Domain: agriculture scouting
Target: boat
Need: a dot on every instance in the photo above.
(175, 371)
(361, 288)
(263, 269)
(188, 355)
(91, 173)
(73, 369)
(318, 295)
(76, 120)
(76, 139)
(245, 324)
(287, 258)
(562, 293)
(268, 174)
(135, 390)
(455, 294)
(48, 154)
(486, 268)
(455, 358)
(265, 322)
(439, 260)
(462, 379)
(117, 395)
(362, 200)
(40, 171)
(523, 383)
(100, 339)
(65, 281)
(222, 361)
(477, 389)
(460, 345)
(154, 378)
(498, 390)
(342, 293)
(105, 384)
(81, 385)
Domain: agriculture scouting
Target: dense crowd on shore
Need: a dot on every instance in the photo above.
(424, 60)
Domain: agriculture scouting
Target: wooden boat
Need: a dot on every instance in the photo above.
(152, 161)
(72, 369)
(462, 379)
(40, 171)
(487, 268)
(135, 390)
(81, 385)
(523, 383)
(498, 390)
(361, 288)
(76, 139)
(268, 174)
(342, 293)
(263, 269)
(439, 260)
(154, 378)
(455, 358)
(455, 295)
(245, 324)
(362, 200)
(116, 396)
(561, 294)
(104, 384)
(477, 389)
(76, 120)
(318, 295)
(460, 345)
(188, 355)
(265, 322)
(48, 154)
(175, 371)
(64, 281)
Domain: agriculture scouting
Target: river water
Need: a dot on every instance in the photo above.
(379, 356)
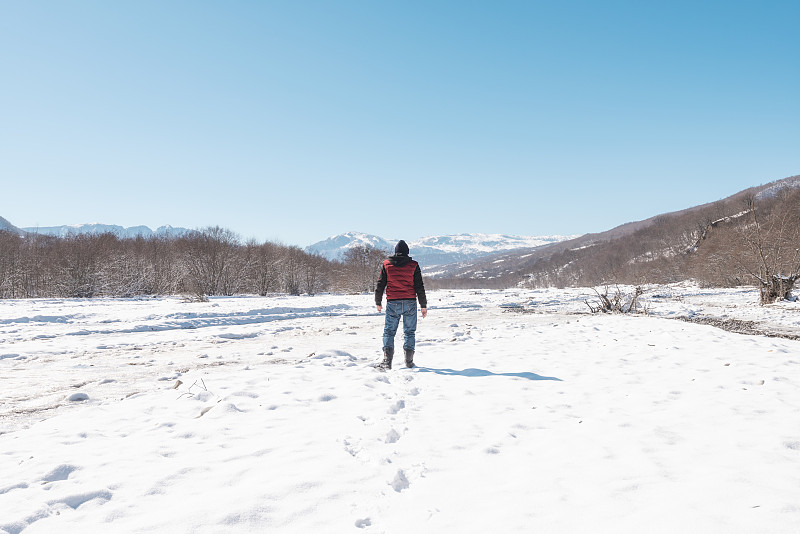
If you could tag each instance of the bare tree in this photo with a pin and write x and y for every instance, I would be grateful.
(770, 247)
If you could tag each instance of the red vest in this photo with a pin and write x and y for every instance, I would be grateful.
(400, 280)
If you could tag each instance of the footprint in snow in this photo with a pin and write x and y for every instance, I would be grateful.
(400, 482)
(397, 406)
(392, 436)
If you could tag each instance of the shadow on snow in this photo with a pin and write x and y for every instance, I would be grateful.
(482, 372)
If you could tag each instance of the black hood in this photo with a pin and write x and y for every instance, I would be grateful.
(398, 260)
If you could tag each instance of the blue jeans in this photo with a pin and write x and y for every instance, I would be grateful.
(407, 309)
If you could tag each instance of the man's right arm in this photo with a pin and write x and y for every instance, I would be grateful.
(380, 287)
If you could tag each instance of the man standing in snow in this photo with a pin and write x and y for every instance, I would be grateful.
(402, 279)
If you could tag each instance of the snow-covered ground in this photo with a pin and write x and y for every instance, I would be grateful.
(264, 415)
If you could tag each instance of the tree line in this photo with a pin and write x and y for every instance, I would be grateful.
(743, 240)
(208, 262)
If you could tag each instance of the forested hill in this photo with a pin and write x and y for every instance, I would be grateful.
(709, 243)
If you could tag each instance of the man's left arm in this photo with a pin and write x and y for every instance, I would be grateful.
(419, 288)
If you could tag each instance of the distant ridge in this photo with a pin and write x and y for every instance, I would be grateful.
(435, 250)
(98, 228)
(8, 227)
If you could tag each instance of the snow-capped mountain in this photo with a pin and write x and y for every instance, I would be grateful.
(334, 247)
(97, 228)
(8, 227)
(435, 250)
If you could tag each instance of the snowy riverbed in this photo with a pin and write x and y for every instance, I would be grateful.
(258, 414)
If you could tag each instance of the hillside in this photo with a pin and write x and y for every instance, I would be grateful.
(664, 248)
(98, 228)
(8, 227)
(434, 250)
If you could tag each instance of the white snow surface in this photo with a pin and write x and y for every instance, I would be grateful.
(550, 421)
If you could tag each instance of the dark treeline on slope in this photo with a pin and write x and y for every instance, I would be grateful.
(212, 261)
(746, 239)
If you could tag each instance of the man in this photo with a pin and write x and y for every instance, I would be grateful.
(402, 279)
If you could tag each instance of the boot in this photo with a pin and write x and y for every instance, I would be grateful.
(409, 358)
(388, 354)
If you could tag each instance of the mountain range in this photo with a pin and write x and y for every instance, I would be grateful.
(435, 250)
(95, 228)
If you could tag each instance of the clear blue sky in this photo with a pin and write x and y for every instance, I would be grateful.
(296, 120)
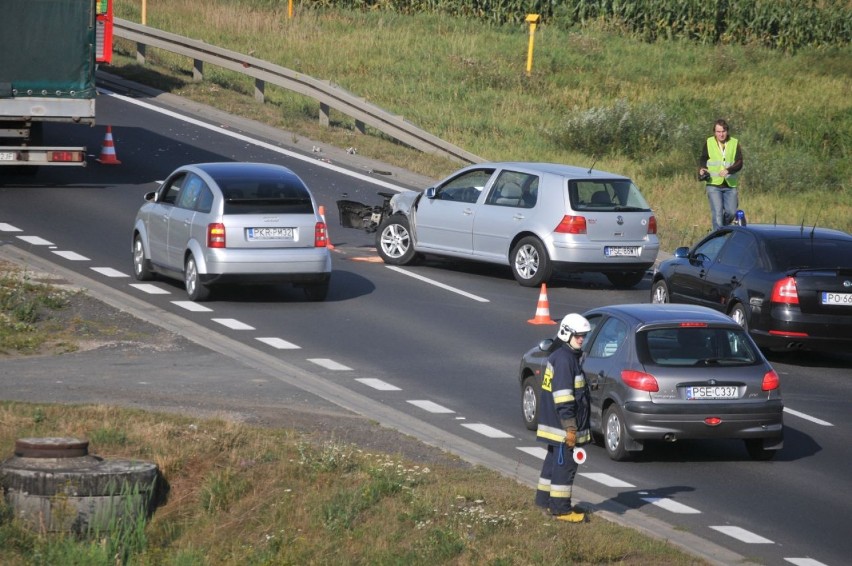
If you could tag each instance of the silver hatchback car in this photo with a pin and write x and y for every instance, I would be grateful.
(216, 223)
(534, 217)
(666, 373)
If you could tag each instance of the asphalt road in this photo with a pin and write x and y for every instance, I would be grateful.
(433, 350)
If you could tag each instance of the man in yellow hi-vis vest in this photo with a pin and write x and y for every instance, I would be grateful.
(721, 161)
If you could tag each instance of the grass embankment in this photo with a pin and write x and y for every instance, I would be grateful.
(240, 495)
(594, 97)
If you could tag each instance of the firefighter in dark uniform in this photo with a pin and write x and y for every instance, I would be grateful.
(563, 420)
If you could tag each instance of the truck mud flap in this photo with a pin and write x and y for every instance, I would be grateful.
(358, 215)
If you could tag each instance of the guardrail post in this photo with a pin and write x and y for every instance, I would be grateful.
(324, 110)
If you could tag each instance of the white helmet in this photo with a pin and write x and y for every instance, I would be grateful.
(573, 324)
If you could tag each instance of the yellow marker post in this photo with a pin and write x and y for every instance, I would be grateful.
(532, 20)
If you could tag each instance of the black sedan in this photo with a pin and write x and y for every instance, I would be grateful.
(668, 372)
(789, 286)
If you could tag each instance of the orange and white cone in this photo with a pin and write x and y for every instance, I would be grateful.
(542, 311)
(108, 150)
(329, 245)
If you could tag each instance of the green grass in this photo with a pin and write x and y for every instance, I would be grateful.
(594, 96)
(242, 495)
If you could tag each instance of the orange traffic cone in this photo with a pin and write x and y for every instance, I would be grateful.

::::

WORK REQUIRED.
Write out the entries again, exactly as given, skipping any images.

RESPONSE TO THIS EXERCISE.
Domain: agriculture scouting
Target: boat
Need: a dot on every instance in the photo above.
(175, 371)
(361, 288)
(263, 269)
(188, 355)
(91, 173)
(73, 369)
(318, 295)
(76, 120)
(76, 139)
(245, 324)
(287, 258)
(562, 293)
(268, 174)
(135, 390)
(455, 294)
(48, 154)
(486, 268)
(455, 358)
(265, 322)
(439, 260)
(462, 379)
(117, 395)
(362, 200)
(40, 171)
(523, 383)
(100, 339)
(65, 281)
(222, 361)
(477, 389)
(460, 345)
(154, 378)
(498, 390)
(342, 293)
(105, 384)
(81, 385)
Domain: agriculture scouting
Target: dense crowd on shore
Need: a dot on every instance in the photo above.
(424, 60)
Domain: agriculture scouting
Target: wooden boat
Need: a dot on every instance in the photo above.
(152, 161)
(72, 369)
(462, 379)
(40, 171)
(487, 268)
(135, 390)
(81, 385)
(523, 383)
(498, 390)
(361, 288)
(76, 139)
(268, 174)
(342, 293)
(263, 269)
(439, 260)
(154, 378)
(455, 358)
(455, 295)
(245, 324)
(362, 200)
(116, 396)
(561, 294)
(104, 384)
(477, 389)
(76, 120)
(318, 295)
(460, 345)
(188, 355)
(265, 322)
(48, 154)
(175, 371)
(64, 281)
Domain: agriculture scouting
Target: river water
Need: a dot on every instance in the photo above.
(379, 356)
If you could tag each instance of the bare tree in this photo with a pin and write x and y for every instance, I would be grateful.
(770, 247)
If you could tag each instance of the red vest in this photo with a pin and write x and y for every instance, I would be grateful.
(400, 280)
If you could tag each instance of the footprint in snow in this photo with a pin and write x and y for every instance, I would be grateful.
(400, 482)
(397, 406)
(392, 436)
If you could tag each instance of the shadow on snow in this photo with a pin and write x and y for every instance, I would be grateful.
(482, 372)
If you could tag each instance of the black hood in this photo with a pin and write x and y for every instance, I would be grateful.
(398, 260)
If you could tag each instance of the blue jeans in this photo with a pin and write x and y for every instance, I would be grateful.
(407, 309)
If you could tag each instance of the man's right arm in this photo with a pin and write x and y for every instance, I would be grateful.
(380, 287)
If you could tag each instance of the man standing in snow in this photo with a pin and write x and y for every instance, I would be grateful.
(402, 279)
If you could tag each instance of the snow-covered ground in this photo with a pin and write x and y for every instance, I would be grateful.
(264, 415)
If you could tag each instance of the tree line in this photo with a pin and write x and y for every instance, I would be grateful.
(743, 240)
(208, 262)
If you could tag each instance of the forested hill in this photo with a pin and write x and y for every instance, I would be grateful.
(709, 243)
If you could tag each instance of the man's left arm in this photo with a pin and write x and y for every instance, I would be grateful.
(419, 288)
If you could tag each instance of the distant ridge in this photo with a pin and write x and y for every instance, I would be grateful.
(435, 250)
(98, 228)
(8, 227)
If you could tag each instance of the snow-capped mountain in this photo with a pin and write x and y for every instance, I would be grateful.
(334, 247)
(97, 228)
(8, 227)
(435, 250)
If you could tag each instance of the snowy riverbed in this photo with a pin and write x and y for every instance, I would be grateful.
(258, 414)
If you could tag each instance of the hillside in this photo with a pin and write x and y for every instance, I would be grateful.
(664, 248)
(98, 228)
(8, 227)
(434, 250)
If you could tag each instance of the white snow surface in this photo with a pin and write x and y for every instance, I would be grateful.
(550, 421)
If you could tag each instance of the dark treeline on slope in this photo with a pin and write x and y for every instance, I would be grateful.
(212, 261)
(746, 239)
If you could tag each instance of the man in this photo with a pin and write x and y for every instance, I would be grateful.
(402, 279)
If you could tag each instance of the boot in this photo with a pin and write x and y for every instance, I would be grateful.
(409, 358)
(388, 354)
If you could tag each instance of the mountain range in this photo with a pin and write x and y for every instance, I would be grateful.
(435, 250)
(95, 228)
If you could tag each instance of the clear blue sky in this photo with a pin and write x and y for every instance, I would be grateful.
(296, 120)
If you could tag each instance of the silver hatchback car in this photo with a pin and write x and y for every instance, I would be grateful.
(216, 223)
(534, 217)
(666, 373)
If you could tag each instance of the asphalt road in this photo with a pin and write x and y for every instance, I would be grateful.
(433, 350)
If you could tag each instance of the man in yellow hi-vis vest in this photo with a pin and write x and y for every instance, I would be grateful.
(721, 161)
If you could tag each instance of the grass embankment in this photo with a pin and write x and y for every instance, I would be grateful.
(240, 495)
(594, 97)
If you could tag each instance of the firefighter in dark uniform in this photo with a pin and write x and y for every instance, I would be grateful.
(563, 420)
If you could tag each instance of the truck mud flap in this photo with a pin and write x and y for every instance, I would be grateful.
(358, 215)
If you could tag each instance of the guardrail post in this photo with a pin and write x and y for every instance, I would be grateful.
(324, 110)
If you could tag each instance of the white helmet in this photo with a pin and write x and y for every instance, I would be grateful.
(573, 324)
If you could tag each instance of the yellow marker post in this photo with a pin and write x and y for every instance, I would be grateful.
(532, 20)
If you could tag each instance of the black sedan in this photo with a pin and write x and y for every instance, I would be grateful.
(668, 372)
(789, 286)
If you could tag each instance of the orange and white cone in this photo with a pin and write x and y for every instance, I would be grateful.
(542, 311)
(108, 150)
(329, 245)
If you could tag each instance of the green grass in this photo with a pin and write x and y for every instance, I would be grateful.
(594, 96)
(242, 495)
If you could tag each instance of the orange traffic cone in this photo with a pin and write x and y for every instance, I would be grateful.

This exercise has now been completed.